• EXTRACTED TEXT:

════════════════════

941. Development of Cell Penetration Domain and Cell Killing Domain Genes for Treatment of Cancer

Abstract

Fluorescein labeled peptides derived from HIV-Tat (Tat) and Drosophila antennaepedia homeodomain (ANT) were able to intracellularly label two human glioblastoma cell lines (A172 and T98G) and one rat glioma cell line (RG2). The Tat peptide localized to the cell nuclei whereas the ANT sequence was distributed evenly throughout the cytoplasm. A 14 amino acid sequence derived from P14, a cell cycle suppression protein, was added to the C-terminus of each peptide. Increasing the size of the peptide did not inhibit cell entry and did not change fluorescent staining patterns of cells. It did kill each cell line within 1 hr after adding 10 uM of peptide. Tat, ANT and Exon1 peptides by themselves had no effect on cell viability. A dose response curve yielded an IC50 concentration of 9 uM for the Tat-Exon1. Reversing the domain order reduced the IC50 to 4 uM. Uptake studies showed that addition of Exon1 sequence to the Tat sequence reduced the rate of uptake by half. Reversing the domain order, i.e., Exon-1-Tat, restored the rate of uptake to that observed by Tat alone. To gain a better understanding of the behavior of these peptides in a three dimensional cell system, cell penetration and killing were tested in rat cerebral artery organ cultures. These vessels are maintained under physiological pressure and blood flow. Intraluminal administration of the fluorescent peptides produced cell-staining patterns similar to that observed in the in vitro brain tumor cell lines, with cell staining restricted to the endothelium. Adventitial administration of the Tat and ANT peptides yielded smooth muscle cell labeling of the nucleus and cytoplasm, respectively. No labeling of the endothelium was observed. Addition of the cell-killing domain did not inhibit the ability of the peptides to penetrate into the endothelium; however, response to vasoconstriction was diminished where as smooth muscle cell response was not affected. The Tat-ExonI sequence has been cloned into an expression cassette with an upstream signal sequence and a down stream HA epitope tag. Western blots showed that all three tumor cell lines expressed the peptide. Transfection results further showed a direct correlate between transfection efficiency and cell death. Experiments are directed toward proving the bystander effect mediated by the cell penetration domain in an in vivo rat brain tumor model.

════════════════════

• RECORDED INFORMATION:
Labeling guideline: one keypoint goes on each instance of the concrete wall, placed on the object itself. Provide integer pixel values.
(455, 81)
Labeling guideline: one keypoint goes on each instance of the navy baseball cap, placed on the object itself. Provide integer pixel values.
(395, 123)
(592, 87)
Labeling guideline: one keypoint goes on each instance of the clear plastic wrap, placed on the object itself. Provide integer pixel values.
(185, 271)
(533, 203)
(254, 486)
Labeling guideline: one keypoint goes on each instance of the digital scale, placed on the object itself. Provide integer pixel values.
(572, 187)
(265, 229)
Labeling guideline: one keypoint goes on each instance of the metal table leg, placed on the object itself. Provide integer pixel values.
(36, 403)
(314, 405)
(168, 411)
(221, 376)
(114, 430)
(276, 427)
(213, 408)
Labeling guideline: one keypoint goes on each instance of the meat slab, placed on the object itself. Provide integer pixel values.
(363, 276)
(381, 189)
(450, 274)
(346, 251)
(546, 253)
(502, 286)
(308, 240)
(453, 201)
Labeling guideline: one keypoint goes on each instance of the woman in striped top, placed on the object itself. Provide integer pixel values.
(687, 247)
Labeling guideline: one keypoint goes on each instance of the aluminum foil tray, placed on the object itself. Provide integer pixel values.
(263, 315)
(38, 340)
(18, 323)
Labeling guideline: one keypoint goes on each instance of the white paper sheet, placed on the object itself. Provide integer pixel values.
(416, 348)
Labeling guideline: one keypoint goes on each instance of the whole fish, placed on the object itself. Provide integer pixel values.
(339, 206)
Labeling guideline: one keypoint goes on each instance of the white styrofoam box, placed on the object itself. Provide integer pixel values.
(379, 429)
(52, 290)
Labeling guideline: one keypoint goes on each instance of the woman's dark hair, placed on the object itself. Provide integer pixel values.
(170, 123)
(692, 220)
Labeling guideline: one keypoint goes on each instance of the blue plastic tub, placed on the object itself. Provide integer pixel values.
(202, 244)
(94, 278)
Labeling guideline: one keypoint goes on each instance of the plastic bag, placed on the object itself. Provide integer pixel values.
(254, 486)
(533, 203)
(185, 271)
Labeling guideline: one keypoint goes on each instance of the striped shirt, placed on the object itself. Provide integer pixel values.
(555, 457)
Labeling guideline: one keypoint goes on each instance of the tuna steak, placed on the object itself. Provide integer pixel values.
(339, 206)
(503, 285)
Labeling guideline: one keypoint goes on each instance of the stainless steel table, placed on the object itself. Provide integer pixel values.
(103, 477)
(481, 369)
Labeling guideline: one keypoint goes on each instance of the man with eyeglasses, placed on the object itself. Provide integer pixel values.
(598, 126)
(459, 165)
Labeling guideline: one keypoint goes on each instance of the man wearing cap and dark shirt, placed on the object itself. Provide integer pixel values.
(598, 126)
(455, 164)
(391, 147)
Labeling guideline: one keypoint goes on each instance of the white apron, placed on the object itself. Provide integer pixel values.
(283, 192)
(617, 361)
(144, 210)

════════════════════

• TASK STATEMENT: In the abstract on cell penetration and cell killing domain genes, what IC50 concentration did the dose response curve give for Tat-Exon1?

• WRITTEN SOLUTION: 9 uM